◆ **EXERCISE REQUIREMENTS**: What is the number of lines below that contain the string "downspout"? Give it and nothing else.

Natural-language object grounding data
-*-
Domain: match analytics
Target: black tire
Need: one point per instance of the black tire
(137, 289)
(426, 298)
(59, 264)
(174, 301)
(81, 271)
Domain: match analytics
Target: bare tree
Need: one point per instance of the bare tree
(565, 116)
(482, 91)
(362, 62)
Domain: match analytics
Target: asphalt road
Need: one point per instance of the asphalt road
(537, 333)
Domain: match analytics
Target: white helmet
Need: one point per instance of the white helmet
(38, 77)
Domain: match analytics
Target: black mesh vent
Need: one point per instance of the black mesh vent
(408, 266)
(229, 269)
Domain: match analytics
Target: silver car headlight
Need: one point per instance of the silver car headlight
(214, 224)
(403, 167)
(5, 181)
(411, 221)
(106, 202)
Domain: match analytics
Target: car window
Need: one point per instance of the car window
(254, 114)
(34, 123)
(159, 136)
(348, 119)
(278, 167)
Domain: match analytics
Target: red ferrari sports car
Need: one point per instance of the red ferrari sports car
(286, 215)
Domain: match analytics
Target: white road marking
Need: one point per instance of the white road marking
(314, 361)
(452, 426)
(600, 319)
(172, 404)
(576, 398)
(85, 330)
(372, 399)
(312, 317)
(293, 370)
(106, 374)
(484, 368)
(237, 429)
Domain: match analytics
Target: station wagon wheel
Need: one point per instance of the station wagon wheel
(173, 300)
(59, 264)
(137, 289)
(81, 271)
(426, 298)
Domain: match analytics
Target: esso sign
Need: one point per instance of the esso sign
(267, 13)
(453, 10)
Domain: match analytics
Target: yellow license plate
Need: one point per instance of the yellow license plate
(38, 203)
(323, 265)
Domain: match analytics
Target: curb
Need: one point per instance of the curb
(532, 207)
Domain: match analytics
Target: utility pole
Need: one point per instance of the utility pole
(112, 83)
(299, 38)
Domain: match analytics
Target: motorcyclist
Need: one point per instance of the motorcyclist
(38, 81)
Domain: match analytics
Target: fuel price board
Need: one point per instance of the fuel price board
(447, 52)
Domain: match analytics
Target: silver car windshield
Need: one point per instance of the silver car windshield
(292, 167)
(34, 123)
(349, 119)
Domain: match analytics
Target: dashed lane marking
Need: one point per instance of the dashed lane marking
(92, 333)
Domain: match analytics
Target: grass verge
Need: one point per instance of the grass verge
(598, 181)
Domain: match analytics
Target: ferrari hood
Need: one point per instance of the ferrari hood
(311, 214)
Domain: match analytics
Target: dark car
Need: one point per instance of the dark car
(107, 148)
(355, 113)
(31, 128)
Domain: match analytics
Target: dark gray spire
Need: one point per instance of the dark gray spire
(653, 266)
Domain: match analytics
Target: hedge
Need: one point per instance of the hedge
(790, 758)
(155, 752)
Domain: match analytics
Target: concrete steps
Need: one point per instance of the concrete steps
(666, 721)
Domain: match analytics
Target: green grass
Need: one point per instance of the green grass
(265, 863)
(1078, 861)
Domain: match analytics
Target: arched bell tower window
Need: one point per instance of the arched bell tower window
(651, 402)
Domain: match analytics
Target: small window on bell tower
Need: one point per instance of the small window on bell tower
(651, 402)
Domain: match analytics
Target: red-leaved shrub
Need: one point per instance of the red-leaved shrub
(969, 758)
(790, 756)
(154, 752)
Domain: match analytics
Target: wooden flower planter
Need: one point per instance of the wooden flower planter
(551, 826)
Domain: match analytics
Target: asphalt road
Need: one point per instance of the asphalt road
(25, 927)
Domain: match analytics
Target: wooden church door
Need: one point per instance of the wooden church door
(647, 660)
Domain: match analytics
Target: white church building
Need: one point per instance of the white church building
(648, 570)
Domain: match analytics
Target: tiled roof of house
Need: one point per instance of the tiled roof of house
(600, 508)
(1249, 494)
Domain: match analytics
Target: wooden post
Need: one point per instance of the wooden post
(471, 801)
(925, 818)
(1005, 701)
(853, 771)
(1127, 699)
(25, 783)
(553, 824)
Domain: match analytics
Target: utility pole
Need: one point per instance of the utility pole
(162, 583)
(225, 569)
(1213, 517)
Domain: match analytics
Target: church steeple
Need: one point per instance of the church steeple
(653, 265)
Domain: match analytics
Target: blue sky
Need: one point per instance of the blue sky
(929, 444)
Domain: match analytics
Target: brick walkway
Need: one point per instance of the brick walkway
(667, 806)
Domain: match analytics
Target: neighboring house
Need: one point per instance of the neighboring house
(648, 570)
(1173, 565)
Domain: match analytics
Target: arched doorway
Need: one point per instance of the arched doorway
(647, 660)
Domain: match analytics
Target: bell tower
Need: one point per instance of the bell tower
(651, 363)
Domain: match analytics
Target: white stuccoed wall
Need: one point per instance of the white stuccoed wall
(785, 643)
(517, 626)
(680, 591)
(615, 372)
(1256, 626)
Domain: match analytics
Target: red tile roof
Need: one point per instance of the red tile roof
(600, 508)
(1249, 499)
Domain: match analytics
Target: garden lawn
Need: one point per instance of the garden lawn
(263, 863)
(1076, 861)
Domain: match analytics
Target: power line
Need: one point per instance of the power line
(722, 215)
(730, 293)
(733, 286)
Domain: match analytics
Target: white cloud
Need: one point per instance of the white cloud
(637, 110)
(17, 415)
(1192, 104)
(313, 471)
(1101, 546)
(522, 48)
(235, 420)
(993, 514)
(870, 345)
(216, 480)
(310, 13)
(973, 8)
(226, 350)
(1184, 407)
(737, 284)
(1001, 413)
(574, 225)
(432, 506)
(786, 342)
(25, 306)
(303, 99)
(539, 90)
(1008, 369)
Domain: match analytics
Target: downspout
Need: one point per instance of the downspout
-*-
◆ **THE COMPLETED TASK**: 2